----- RECORD SET -----

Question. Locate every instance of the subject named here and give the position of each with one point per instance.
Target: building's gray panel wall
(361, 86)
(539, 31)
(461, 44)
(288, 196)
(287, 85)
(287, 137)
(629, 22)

-----

→ TASK GOAL:
Transcribe the entries above so that nothing in them differs from the original.

→ ANSWER AREA:
Question. Locate every instance of the subject named here and give the position of each with one point per instance.
Target: building's gray panel wall
(361, 86)
(539, 31)
(461, 44)
(288, 196)
(287, 85)
(287, 137)
(629, 22)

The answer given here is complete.